▸ **Work to complete**:
Return the data exactly, with all pictures removed.

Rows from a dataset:

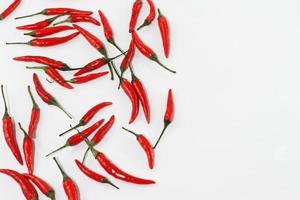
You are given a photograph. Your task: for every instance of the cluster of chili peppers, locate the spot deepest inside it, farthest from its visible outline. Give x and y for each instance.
(134, 89)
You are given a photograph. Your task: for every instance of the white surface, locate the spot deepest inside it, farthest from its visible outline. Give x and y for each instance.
(236, 129)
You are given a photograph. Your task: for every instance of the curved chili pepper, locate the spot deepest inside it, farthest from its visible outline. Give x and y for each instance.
(146, 145)
(93, 175)
(46, 42)
(59, 11)
(27, 188)
(9, 132)
(69, 185)
(136, 9)
(44, 187)
(164, 32)
(79, 18)
(35, 116)
(49, 31)
(169, 115)
(46, 96)
(151, 15)
(147, 51)
(44, 60)
(77, 139)
(55, 75)
(10, 9)
(87, 117)
(28, 150)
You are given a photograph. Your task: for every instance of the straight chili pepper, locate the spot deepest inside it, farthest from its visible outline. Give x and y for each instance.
(10, 9)
(77, 139)
(146, 145)
(169, 115)
(136, 9)
(87, 117)
(59, 11)
(93, 175)
(49, 31)
(27, 188)
(164, 32)
(150, 16)
(38, 25)
(46, 96)
(28, 150)
(46, 42)
(147, 51)
(69, 185)
(79, 18)
(43, 186)
(9, 132)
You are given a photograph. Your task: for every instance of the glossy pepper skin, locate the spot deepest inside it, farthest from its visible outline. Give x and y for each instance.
(164, 32)
(9, 132)
(27, 188)
(43, 186)
(10, 9)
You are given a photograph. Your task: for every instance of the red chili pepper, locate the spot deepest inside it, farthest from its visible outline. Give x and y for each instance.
(35, 116)
(77, 139)
(10, 9)
(93, 175)
(9, 132)
(147, 51)
(151, 15)
(136, 9)
(46, 42)
(79, 18)
(28, 150)
(146, 145)
(59, 11)
(27, 188)
(87, 117)
(55, 75)
(70, 186)
(164, 32)
(44, 187)
(49, 31)
(46, 96)
(169, 115)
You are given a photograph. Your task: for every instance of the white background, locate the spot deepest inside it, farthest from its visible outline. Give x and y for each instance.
(236, 128)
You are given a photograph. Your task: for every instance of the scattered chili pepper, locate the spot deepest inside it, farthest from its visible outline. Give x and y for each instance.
(44, 187)
(136, 9)
(38, 25)
(28, 150)
(55, 75)
(164, 32)
(169, 115)
(59, 11)
(10, 9)
(93, 175)
(79, 18)
(77, 139)
(146, 145)
(49, 31)
(151, 15)
(9, 132)
(46, 42)
(35, 116)
(87, 117)
(147, 51)
(46, 96)
(27, 188)
(70, 186)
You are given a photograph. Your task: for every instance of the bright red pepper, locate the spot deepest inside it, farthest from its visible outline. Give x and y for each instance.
(46, 96)
(9, 132)
(44, 187)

▸ **Finished task**:
You are given a photograph. Your task: for every instance of the cluster of chili peppers, locate the spot deepest inside it, farthest from its visible outline. Give x and y for each instance.
(134, 89)
You are given a photograph. Your task: for every instance of the white surface, locate the spot deepest inside it, farthest from its visible outline. Give x and y for each instance.
(236, 129)
You are given a photograph. Your task: for every instance of the curved chili pepper, locate the spot deepest inside it, farthest from its visible outline. Give x and y for each instance.
(146, 145)
(93, 175)
(46, 42)
(59, 11)
(27, 188)
(9, 132)
(69, 185)
(136, 9)
(44, 187)
(164, 32)
(79, 18)
(35, 116)
(49, 31)
(169, 115)
(46, 96)
(151, 15)
(147, 51)
(44, 60)
(77, 139)
(55, 75)
(10, 9)
(87, 117)
(28, 150)
You are given a photograph. Your task: for every instance of the straight chili pepper, locate the spot deepest inside it, farthest from its visible outline. Give x and y for each instance.
(10, 9)
(77, 139)
(146, 145)
(169, 115)
(136, 9)
(87, 117)
(59, 11)
(93, 175)
(49, 31)
(27, 188)
(164, 32)
(150, 16)
(38, 25)
(46, 96)
(28, 150)
(46, 42)
(147, 51)
(69, 185)
(79, 18)
(43, 186)
(9, 132)
You are given a photograph. Your task: for every instance of the glossy pepper skin, locate the spot deepest inside it, farthest from its visible outline. Give x and y for each instance.
(164, 32)
(9, 132)
(27, 188)
(43, 186)
(10, 9)
You are given a photograph. Your task: for every instance of the red chili pepper, locate the spot deepest inside it, farthest from its visible outline. Give x and y for each instance.
(35, 116)
(77, 139)
(10, 9)
(93, 175)
(9, 132)
(147, 51)
(151, 15)
(136, 9)
(46, 42)
(79, 18)
(28, 150)
(146, 145)
(59, 11)
(27, 188)
(87, 117)
(55, 75)
(70, 186)
(164, 32)
(44, 187)
(49, 31)
(46, 96)
(169, 115)
You are given a photograph. Your task: for every instance of the white background, locate the spot deepest inside it, farthest from its visible outline. Give x and y for each instance.
(236, 128)
You are given a photograph. Your task: for every instance of the scattered chili pepper, locate the spot deepest inside it, farthest from its visible outline. Give x and y for each instance.
(44, 187)
(136, 9)
(38, 25)
(28, 150)
(55, 75)
(164, 32)
(169, 115)
(59, 11)
(10, 9)
(93, 175)
(79, 18)
(77, 139)
(146, 145)
(49, 31)
(151, 15)
(9, 132)
(46, 42)
(35, 116)
(87, 117)
(147, 51)
(46, 96)
(27, 188)
(70, 186)
You are given a photograph. Your task: for every instance of the bright red pepper, locate the spot deepest inside it, farthest from its visible outline. Give x and y for each instance.
(46, 96)
(9, 132)
(44, 187)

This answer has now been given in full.